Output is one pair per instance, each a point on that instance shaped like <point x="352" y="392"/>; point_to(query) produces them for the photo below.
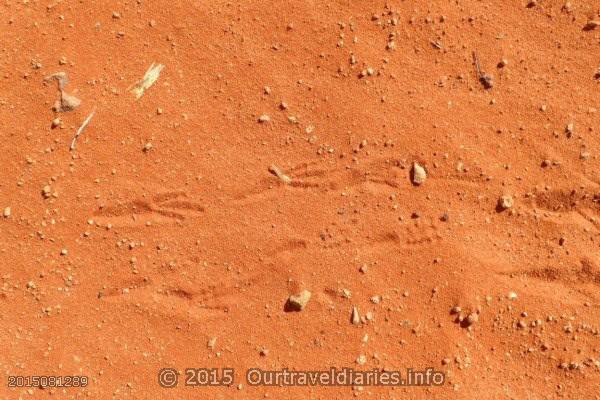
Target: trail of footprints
<point x="175" y="206"/>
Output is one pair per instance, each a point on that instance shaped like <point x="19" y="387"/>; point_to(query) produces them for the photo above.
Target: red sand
<point x="204" y="242"/>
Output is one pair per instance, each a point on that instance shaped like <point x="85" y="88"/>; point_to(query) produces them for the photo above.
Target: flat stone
<point x="299" y="301"/>
<point x="419" y="175"/>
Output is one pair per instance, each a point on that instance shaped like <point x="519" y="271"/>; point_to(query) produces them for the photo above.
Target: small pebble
<point x="355" y="319"/>
<point x="505" y="202"/>
<point x="298" y="302"/>
<point x="264" y="119"/>
<point x="419" y="175"/>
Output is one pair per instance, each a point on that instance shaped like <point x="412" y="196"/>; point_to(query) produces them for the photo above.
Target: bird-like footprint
<point x="162" y="208"/>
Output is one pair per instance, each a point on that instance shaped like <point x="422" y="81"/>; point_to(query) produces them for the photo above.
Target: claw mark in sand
<point x="163" y="207"/>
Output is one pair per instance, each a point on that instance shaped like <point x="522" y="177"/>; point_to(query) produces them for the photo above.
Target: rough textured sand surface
<point x="276" y="153"/>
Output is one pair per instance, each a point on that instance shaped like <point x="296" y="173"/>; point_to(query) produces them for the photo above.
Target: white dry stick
<point x="81" y="129"/>
<point x="279" y="173"/>
<point x="150" y="77"/>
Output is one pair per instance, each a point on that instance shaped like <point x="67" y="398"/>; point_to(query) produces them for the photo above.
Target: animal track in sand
<point x="162" y="208"/>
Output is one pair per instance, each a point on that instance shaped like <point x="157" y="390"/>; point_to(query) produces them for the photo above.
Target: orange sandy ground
<point x="195" y="239"/>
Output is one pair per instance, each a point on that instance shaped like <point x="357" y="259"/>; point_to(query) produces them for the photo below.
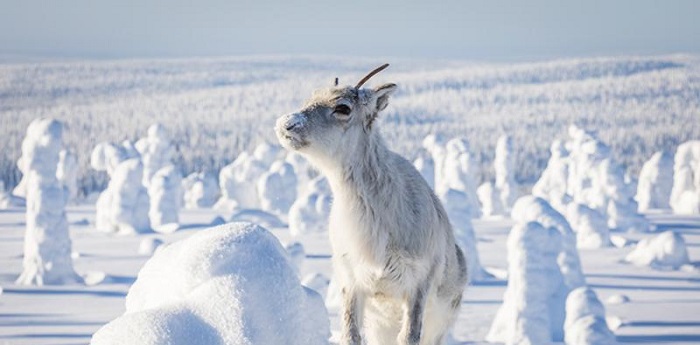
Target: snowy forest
<point x="156" y="202"/>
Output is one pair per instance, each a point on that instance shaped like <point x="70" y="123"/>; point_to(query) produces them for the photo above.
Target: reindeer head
<point x="334" y="120"/>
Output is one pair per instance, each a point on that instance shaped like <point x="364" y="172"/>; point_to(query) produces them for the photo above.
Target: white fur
<point x="394" y="251"/>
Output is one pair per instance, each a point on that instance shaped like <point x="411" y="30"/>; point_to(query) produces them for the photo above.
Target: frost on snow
<point x="233" y="284"/>
<point x="585" y="320"/>
<point x="156" y="151"/>
<point x="164" y="193"/>
<point x="685" y="195"/>
<point x="67" y="173"/>
<point x="666" y="250"/>
<point x="529" y="208"/>
<point x="124" y="206"/>
<point x="497" y="198"/>
<point x="655" y="182"/>
<point x="426" y="167"/>
<point x="200" y="190"/>
<point x="552" y="183"/>
<point x="47" y="243"/>
<point x="505" y="175"/>
<point x="309" y="213"/>
<point x="589" y="225"/>
<point x="237" y="191"/>
<point x="278" y="188"/>
<point x="458" y="211"/>
<point x="533" y="305"/>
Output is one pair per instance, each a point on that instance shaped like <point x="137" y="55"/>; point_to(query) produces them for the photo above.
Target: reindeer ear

⁂

Copy the lines that hold the word "below". Take them from the records above.

## Your response
Output is one pair per instance, each a point on that instance shaped like <point x="352" y="392"/>; point_to(query) produces them for the photo below.
Output is one pair per instance, each a point on that instance shaped like <point x="357" y="259"/>; point_to(query) produces them for the photo below.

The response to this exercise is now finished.